> **Information shown**
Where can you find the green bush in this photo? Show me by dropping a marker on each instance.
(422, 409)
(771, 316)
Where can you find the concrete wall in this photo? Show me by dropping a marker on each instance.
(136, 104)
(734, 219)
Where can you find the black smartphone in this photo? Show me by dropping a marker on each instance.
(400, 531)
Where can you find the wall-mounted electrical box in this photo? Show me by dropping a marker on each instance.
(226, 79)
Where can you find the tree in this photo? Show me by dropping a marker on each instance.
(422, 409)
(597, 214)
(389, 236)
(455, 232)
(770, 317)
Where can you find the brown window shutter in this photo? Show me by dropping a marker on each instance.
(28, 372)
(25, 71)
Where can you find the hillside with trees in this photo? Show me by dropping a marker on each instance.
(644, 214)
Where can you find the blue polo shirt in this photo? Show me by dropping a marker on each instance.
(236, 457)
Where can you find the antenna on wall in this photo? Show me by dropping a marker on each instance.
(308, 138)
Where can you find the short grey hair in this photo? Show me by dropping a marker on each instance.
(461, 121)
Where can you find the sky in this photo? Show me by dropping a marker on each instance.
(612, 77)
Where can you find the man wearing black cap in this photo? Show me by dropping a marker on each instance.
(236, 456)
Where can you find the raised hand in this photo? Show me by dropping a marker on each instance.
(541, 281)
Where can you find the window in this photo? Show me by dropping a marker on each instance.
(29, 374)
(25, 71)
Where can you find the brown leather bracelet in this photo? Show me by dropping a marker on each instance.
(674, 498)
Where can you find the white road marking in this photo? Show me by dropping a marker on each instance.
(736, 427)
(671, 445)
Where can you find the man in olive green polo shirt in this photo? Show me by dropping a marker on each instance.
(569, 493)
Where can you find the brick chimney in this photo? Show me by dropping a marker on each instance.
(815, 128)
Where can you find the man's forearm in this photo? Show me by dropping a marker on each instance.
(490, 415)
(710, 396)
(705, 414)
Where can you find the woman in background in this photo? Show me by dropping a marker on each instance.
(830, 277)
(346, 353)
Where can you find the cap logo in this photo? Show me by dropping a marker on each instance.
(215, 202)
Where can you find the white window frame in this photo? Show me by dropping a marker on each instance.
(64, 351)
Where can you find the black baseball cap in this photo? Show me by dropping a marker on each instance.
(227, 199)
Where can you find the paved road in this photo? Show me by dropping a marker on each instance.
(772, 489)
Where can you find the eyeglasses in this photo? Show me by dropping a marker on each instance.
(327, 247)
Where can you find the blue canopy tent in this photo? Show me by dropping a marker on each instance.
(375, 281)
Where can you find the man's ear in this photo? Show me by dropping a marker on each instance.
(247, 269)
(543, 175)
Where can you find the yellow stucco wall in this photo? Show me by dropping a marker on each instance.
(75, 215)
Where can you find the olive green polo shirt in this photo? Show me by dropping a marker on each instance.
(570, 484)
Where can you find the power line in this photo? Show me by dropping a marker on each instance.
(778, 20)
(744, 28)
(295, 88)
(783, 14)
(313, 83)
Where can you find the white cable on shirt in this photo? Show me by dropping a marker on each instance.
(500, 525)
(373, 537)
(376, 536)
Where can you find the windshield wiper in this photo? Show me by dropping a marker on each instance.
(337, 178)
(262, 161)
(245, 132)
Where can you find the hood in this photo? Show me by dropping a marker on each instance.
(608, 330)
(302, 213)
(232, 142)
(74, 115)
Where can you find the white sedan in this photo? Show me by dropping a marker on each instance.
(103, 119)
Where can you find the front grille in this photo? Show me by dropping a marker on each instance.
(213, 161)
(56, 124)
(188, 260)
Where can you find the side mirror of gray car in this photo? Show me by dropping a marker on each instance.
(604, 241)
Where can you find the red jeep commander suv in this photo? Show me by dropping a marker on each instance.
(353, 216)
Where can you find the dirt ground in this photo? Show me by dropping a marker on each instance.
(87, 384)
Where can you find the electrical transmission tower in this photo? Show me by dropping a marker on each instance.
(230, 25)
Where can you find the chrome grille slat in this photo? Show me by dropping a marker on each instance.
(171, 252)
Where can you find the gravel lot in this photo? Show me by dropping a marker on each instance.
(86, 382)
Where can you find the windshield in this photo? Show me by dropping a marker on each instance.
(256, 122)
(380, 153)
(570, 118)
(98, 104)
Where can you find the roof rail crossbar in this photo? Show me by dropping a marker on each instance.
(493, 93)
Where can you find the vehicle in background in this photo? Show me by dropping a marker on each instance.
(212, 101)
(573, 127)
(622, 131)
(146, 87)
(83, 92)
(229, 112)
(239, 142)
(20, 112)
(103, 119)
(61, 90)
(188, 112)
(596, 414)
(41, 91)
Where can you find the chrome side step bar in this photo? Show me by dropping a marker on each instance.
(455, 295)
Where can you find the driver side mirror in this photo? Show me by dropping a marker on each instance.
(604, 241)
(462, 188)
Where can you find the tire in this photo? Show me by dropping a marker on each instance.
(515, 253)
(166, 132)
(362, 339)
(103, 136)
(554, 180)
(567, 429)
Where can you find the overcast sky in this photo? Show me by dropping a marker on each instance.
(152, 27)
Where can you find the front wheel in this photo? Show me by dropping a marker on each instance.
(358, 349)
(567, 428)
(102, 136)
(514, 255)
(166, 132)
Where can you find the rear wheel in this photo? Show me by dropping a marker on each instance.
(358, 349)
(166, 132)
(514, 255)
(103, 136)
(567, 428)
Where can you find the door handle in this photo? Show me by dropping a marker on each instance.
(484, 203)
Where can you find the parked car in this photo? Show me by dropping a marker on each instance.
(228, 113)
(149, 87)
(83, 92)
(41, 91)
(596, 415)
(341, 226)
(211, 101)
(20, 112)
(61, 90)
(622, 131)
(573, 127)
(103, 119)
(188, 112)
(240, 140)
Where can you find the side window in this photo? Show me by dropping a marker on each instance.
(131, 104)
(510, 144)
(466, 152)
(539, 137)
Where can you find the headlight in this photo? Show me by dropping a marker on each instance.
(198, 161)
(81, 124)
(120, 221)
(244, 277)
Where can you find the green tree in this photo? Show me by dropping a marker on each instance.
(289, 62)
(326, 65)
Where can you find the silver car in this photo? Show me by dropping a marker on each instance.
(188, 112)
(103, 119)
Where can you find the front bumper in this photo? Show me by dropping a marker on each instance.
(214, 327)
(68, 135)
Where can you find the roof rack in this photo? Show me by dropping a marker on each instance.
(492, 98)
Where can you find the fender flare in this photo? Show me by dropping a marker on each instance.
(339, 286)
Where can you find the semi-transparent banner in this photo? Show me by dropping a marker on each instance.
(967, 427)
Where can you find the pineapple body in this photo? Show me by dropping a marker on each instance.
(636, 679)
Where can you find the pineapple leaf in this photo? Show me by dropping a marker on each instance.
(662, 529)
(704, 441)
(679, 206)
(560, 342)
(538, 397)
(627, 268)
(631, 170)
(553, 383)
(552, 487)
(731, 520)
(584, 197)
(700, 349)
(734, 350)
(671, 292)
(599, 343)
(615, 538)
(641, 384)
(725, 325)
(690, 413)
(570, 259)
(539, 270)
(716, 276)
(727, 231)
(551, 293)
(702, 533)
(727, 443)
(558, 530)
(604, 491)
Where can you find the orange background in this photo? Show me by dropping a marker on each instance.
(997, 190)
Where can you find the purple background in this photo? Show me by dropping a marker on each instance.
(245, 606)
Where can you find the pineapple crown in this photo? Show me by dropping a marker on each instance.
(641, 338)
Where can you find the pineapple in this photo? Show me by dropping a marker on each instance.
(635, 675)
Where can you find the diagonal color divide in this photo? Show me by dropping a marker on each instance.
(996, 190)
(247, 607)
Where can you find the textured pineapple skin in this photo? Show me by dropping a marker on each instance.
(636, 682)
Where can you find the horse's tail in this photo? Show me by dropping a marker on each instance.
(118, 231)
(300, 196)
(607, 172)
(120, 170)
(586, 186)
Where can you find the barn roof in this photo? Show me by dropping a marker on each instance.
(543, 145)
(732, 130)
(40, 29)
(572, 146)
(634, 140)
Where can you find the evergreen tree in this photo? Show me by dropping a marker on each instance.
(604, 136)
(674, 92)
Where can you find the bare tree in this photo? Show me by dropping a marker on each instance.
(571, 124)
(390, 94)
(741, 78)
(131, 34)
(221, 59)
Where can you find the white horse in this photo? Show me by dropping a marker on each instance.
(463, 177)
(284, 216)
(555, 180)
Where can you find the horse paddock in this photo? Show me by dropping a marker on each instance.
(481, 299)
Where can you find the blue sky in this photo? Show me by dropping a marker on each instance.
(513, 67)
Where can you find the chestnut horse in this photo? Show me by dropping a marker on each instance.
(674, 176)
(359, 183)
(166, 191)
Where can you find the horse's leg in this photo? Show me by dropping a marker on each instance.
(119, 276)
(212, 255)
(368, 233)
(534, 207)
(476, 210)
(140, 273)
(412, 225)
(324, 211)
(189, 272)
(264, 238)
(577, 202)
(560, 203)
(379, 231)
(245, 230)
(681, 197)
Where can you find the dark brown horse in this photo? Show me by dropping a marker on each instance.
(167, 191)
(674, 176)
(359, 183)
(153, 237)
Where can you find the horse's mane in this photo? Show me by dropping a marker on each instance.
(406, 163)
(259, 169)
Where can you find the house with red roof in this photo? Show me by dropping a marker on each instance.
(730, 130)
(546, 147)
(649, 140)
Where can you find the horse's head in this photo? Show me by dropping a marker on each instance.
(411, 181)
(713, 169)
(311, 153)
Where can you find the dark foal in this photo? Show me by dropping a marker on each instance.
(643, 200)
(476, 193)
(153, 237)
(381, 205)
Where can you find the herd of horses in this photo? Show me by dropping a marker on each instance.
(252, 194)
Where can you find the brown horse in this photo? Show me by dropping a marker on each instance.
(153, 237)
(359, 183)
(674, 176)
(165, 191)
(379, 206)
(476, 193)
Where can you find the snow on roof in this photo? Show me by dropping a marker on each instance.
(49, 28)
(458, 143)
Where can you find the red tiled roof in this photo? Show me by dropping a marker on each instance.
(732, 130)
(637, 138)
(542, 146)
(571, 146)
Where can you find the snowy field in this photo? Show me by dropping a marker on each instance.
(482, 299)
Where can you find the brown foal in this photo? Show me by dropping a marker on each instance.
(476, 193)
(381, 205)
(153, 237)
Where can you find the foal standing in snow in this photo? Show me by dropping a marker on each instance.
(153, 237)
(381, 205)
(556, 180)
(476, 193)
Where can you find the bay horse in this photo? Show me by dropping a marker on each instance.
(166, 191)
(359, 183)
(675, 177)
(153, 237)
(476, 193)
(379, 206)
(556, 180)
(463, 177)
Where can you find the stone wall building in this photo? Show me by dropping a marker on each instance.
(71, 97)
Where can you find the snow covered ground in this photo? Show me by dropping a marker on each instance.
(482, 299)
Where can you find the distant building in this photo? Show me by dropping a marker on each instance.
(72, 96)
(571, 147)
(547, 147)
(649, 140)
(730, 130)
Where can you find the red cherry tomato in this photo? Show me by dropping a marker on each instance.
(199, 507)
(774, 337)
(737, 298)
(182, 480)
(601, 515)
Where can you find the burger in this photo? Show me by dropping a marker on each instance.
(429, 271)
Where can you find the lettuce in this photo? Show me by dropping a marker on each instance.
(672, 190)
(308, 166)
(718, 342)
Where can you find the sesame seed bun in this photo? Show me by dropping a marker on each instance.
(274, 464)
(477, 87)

> **What you will do**
Reproduce, exactly and with nothing added, the lines from the one that includes "Where can you find the stone" through the last line of the material.

> **Solved exercise**
Where can you find the stone wall building in this photo? Show me by dropping a marker on each instance.
(71, 97)
Where can you find the snow covered ground in this photo? Show me by dropping a marker on each instance.
(482, 299)
Where can you find the distant building in this photo? Show me by dropping a marker on each instance.
(72, 96)
(571, 147)
(547, 147)
(649, 140)
(730, 130)
Where can you find the red cherry tomato in this photo? Show me by dropping a marker on each instance.
(199, 507)
(774, 337)
(737, 298)
(182, 480)
(601, 515)
Where can you find the burger in this photo? Show me by dropping a marker on each instance.
(429, 271)
Where can you find the lettuce in this photo? Show me by dropping a marker on each instance.
(672, 190)
(308, 166)
(718, 342)
Where can you find the sesame seed bun in this photo? Show me by dropping a marker on each instance.
(274, 464)
(477, 87)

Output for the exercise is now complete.